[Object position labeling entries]
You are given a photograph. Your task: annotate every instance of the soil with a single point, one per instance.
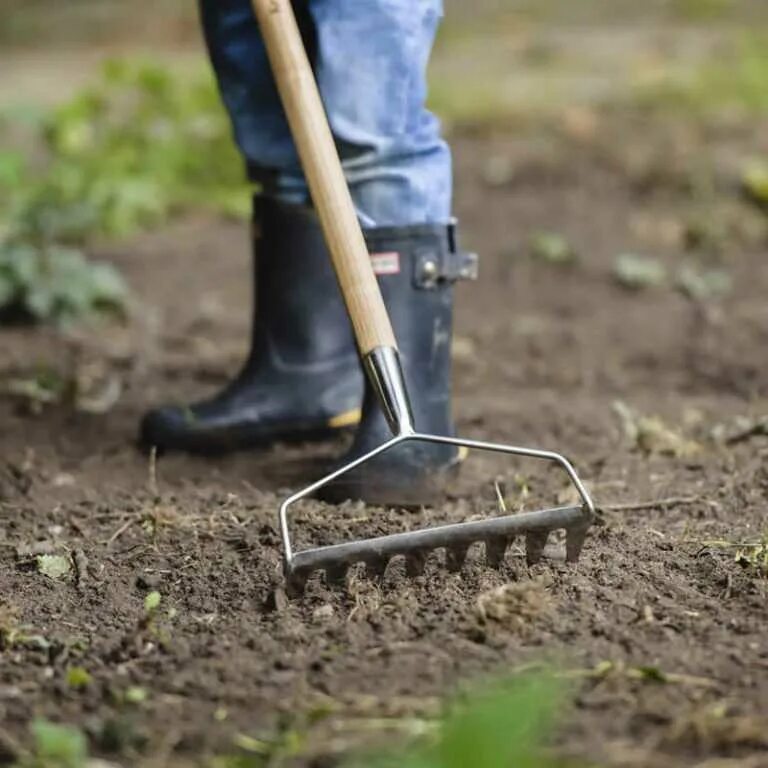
(660, 624)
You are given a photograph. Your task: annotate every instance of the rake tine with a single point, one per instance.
(455, 557)
(574, 541)
(496, 533)
(495, 551)
(535, 541)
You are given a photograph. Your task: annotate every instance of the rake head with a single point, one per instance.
(497, 533)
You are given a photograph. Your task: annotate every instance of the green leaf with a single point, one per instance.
(58, 746)
(135, 694)
(639, 272)
(54, 566)
(552, 248)
(78, 677)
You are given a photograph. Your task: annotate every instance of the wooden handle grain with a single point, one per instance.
(325, 177)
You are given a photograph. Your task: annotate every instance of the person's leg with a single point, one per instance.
(301, 379)
(371, 61)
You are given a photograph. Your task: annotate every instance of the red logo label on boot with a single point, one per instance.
(386, 263)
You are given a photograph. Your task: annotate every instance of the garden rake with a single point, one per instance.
(379, 353)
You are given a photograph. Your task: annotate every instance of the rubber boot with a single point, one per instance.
(302, 379)
(417, 267)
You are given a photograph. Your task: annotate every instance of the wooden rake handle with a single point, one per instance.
(325, 177)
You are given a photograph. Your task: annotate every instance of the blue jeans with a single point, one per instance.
(370, 59)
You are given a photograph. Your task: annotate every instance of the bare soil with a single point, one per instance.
(659, 625)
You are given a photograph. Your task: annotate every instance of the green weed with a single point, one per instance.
(733, 81)
(55, 746)
(504, 725)
(121, 156)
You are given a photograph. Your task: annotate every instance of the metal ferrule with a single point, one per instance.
(385, 372)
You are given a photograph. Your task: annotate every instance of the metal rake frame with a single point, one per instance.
(496, 532)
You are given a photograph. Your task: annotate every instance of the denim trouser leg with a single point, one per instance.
(370, 60)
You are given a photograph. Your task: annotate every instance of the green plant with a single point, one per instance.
(504, 725)
(56, 282)
(55, 746)
(125, 154)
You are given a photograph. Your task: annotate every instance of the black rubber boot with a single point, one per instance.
(417, 267)
(302, 379)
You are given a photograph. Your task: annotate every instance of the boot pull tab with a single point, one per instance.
(433, 267)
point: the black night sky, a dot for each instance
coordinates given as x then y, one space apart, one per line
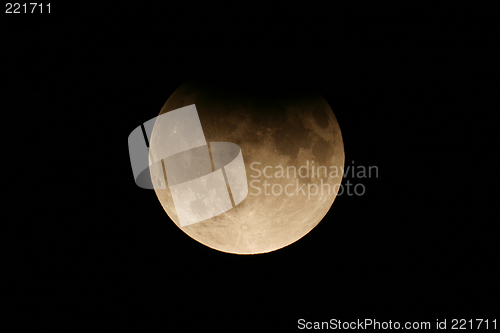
90 249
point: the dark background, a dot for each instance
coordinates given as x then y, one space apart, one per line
408 85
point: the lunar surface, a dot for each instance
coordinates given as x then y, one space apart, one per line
293 154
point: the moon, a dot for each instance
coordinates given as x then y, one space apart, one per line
289 140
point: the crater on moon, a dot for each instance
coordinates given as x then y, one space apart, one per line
279 130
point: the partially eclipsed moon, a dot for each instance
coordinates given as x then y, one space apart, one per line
277 133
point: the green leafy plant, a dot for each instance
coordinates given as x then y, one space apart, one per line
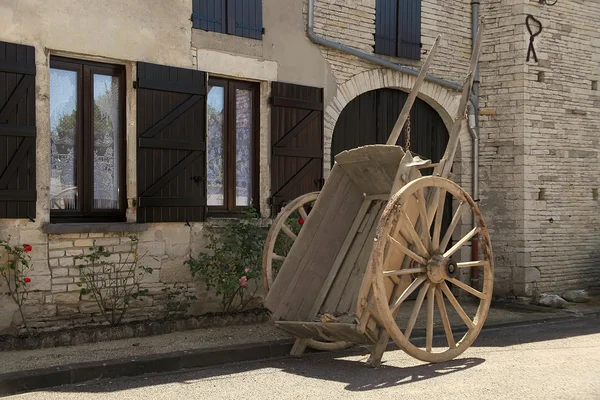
233 260
177 300
112 284
14 271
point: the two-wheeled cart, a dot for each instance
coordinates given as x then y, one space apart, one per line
371 242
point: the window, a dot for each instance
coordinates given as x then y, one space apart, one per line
398 28
87 164
234 17
232 145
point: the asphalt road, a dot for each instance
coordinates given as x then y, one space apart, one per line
546 361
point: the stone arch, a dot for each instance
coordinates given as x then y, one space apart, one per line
440 99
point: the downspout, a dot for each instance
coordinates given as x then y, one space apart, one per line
474 131
368 57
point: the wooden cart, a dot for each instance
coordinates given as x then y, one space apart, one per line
359 251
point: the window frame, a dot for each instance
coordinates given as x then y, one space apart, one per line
84 142
230 209
228 18
396 53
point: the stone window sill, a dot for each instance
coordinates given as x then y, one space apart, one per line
109 227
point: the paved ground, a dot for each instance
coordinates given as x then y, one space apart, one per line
545 361
22 360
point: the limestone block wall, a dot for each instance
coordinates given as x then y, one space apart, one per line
55 300
561 115
502 143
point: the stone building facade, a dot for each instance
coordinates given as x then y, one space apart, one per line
537 125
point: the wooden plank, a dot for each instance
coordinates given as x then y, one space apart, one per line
332 299
349 298
319 253
173 172
329 241
17 130
373 167
171 144
278 101
26 82
288 269
341 256
297 129
171 116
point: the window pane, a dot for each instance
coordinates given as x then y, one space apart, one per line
215 147
243 147
106 142
63 130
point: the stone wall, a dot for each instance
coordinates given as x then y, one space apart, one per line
55 300
539 145
502 164
561 135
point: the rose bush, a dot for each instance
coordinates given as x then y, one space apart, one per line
14 270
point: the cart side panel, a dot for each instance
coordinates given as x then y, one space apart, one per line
309 261
373 168
343 294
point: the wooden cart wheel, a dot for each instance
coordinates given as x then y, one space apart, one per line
407 258
281 237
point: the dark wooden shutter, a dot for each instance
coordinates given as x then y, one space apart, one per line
245 18
171 131
409 29
297 142
17 131
210 15
386 24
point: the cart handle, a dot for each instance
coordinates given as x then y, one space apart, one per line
412 96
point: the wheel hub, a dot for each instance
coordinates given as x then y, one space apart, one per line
436 269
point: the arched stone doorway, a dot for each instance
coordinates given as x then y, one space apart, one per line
370 117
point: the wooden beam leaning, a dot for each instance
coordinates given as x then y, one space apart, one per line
397 129
450 152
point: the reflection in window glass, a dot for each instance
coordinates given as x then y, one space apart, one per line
243 147
63 127
106 143
215 147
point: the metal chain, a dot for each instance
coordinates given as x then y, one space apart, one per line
407 137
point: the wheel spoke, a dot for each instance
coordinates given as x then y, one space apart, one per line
407 271
277 257
455 220
439 215
303 213
429 332
461 242
286 229
406 251
471 264
408 291
462 314
416 310
414 236
445 320
424 218
467 288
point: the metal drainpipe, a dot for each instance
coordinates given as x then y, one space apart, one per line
474 130
376 60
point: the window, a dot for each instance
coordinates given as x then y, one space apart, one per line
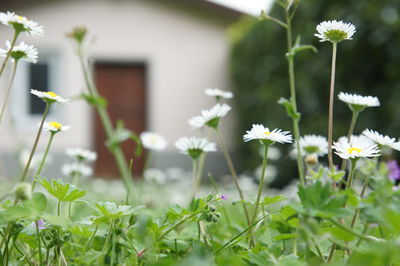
26 108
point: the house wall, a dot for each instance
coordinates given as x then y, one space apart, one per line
185 51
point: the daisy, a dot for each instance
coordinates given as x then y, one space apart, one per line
259 132
358 102
194 147
358 147
21 51
54 127
218 94
21 24
335 31
381 140
153 141
49 96
81 155
210 117
76 169
314 145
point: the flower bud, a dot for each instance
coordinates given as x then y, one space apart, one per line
23 191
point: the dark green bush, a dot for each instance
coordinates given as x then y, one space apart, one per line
367 65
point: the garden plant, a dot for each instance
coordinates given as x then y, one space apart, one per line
344 208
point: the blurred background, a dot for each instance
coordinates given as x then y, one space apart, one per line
152 60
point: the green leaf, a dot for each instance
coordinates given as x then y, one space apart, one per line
95 100
62 191
272 200
289 108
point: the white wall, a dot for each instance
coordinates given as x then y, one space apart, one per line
184 52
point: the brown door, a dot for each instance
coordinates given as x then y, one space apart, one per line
124 87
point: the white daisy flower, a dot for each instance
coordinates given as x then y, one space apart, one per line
259 132
381 140
76 169
218 94
313 144
358 102
22 51
153 141
194 147
21 24
335 31
49 96
81 155
210 117
54 127
358 147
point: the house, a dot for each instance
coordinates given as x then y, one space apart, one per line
152 60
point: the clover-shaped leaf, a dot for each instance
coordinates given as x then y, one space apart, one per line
61 190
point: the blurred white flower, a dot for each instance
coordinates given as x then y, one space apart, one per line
194 146
259 132
49 96
313 144
81 155
217 93
358 147
210 117
155 175
76 169
54 127
21 24
335 31
22 51
381 140
153 141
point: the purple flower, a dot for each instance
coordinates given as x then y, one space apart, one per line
223 196
394 170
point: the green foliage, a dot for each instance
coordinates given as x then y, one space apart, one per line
260 76
61 191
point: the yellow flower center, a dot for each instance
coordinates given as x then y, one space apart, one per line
352 150
56 125
52 94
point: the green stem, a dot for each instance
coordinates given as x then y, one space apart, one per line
108 127
292 83
331 98
105 247
233 173
261 185
39 171
39 244
3 108
364 188
16 33
350 133
351 174
25 172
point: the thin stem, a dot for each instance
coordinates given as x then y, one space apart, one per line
261 185
3 108
331 98
194 177
351 174
233 172
39 171
39 244
292 83
46 111
108 127
16 33
350 133
105 247
355 216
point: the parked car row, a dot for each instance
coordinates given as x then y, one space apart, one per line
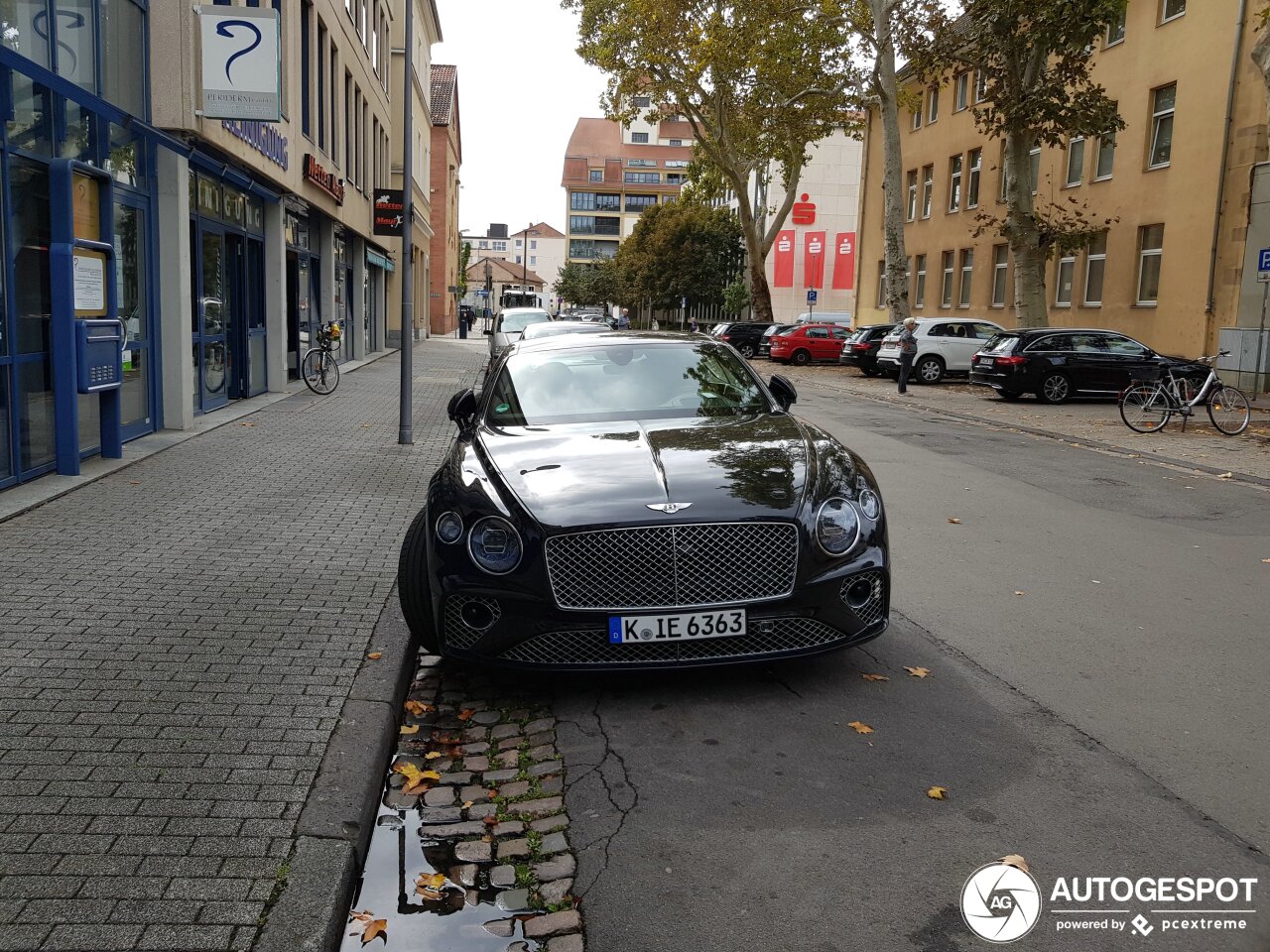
1053 363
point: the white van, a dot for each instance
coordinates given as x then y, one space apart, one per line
842 317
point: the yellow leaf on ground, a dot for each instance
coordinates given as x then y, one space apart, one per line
1015 861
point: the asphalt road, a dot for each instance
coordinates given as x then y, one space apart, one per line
1111 720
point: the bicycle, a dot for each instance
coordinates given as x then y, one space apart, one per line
318 367
1147 405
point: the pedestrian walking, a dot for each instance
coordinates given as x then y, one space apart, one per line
907 352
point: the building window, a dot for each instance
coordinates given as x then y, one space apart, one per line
1000 266
1151 245
1105 158
1076 162
1162 102
966 273
1115 30
1095 267
1064 281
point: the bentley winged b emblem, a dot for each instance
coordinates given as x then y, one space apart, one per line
668 508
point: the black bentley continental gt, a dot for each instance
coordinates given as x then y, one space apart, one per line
631 500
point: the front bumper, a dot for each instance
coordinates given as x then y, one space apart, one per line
530 631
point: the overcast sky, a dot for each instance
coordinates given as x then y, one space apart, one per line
521 90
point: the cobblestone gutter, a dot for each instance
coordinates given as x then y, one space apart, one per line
470 848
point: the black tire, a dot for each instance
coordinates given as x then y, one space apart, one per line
1055 389
413 589
929 370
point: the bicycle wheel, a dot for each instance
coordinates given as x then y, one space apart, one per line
1144 408
1228 411
320 372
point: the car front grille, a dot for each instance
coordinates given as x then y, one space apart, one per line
672 566
590 647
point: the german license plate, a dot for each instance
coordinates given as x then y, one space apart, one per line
627 629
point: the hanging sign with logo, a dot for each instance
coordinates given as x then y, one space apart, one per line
844 262
784 270
389 211
241 62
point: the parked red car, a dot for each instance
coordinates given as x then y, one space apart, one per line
810 341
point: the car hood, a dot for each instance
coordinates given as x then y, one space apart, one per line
606 472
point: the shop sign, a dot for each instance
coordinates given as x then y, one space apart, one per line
263 137
317 173
389 211
241 62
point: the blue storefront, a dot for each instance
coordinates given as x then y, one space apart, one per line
76 164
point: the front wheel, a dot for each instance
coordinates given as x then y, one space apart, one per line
1228 411
1144 408
320 372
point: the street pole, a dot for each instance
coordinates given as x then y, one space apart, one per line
405 424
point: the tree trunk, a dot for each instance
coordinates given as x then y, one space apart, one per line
1023 232
893 163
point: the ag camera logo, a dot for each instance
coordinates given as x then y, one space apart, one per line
1001 902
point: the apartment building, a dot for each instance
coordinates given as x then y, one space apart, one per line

Given request
Repeat exactly the lines above from the line that contains "point: the car hood, a dot for each instance" through the end. Include both of these ends; leave out everything else.

The result
point: the car hood, a dot for each instance
coordinates given as x then y, one space apart, one per line
606 472
point: the shop sign, a dot for each instance
coordinates given as x then y, one space apart, one per line
263 137
317 173
389 211
241 62
point: the blue storefront, a dot for each instance
coordinates given as x then y, one space apart, one per line
76 164
point: the front wheel, a dot for each instance
coordinates given as x then y, one space apart, one per line
1228 411
1144 408
320 372
point: the street pole, a dot for each instance
coordinates given as x then y, one space apart, one per line
405 424
point: the tree trunk, a dot for each instance
coordinates given as x then y, one space apart, one per line
1023 232
893 163
point: the ag camera logo, a dot for each instance
coordinates given as x then y, one space apart, one per line
1001 902
point: the apartment building, a dot for each instance
coordinates given as x then y, one space apart, one per line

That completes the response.